Dataset records:
=== Begin Enclosure ===

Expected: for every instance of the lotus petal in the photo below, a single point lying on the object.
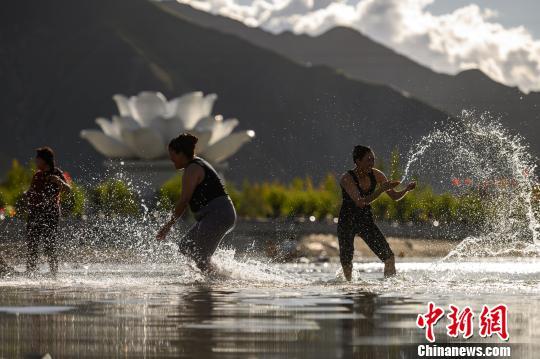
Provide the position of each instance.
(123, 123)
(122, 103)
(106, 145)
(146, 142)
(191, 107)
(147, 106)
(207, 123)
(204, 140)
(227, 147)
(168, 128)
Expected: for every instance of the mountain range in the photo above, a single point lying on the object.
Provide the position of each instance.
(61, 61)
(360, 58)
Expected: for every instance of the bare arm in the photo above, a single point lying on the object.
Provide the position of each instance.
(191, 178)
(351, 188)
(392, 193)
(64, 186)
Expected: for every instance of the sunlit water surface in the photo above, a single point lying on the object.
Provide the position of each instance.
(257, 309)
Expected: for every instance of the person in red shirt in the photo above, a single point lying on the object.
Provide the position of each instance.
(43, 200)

=== End Enclosure ===
=== Begin Enclosure ===

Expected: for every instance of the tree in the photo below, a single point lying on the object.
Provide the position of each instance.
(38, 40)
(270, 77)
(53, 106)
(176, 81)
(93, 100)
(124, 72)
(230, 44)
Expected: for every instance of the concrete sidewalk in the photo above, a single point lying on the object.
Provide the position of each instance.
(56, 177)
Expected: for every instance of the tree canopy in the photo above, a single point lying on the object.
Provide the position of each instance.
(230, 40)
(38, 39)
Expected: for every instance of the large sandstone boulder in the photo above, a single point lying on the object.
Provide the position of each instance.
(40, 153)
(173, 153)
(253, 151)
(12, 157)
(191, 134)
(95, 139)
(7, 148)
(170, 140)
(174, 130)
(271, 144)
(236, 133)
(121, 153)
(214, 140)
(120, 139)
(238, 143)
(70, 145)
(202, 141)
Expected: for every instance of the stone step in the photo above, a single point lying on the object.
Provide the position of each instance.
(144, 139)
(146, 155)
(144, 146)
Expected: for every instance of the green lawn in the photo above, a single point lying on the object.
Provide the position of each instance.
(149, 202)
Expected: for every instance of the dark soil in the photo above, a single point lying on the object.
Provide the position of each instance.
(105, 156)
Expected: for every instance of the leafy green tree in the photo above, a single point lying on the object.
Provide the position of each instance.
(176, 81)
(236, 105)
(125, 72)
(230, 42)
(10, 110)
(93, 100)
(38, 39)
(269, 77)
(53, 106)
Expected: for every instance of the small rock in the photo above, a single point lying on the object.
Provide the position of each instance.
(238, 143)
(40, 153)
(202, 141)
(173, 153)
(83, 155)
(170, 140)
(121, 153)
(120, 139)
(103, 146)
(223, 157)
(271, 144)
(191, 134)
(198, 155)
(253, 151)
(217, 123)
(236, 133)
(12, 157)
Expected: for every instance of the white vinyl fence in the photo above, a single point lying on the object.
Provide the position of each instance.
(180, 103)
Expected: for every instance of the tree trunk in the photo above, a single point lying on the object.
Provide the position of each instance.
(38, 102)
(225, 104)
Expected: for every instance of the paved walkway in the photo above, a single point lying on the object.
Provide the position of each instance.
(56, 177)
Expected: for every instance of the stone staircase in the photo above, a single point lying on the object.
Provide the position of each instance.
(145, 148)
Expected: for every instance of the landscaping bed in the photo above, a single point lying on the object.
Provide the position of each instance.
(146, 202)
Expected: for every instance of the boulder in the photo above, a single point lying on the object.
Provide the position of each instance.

=== End Enclosure ===

Assigned task:
Look through the data above for the word "boulder". Report each line where it occurs.

Answer area:
Expected: for every instance of the large sandstone boulder in the photo above, a single point lying on the object.
Expected: for every instance of the boulder in the photo above, a single point lying on the object.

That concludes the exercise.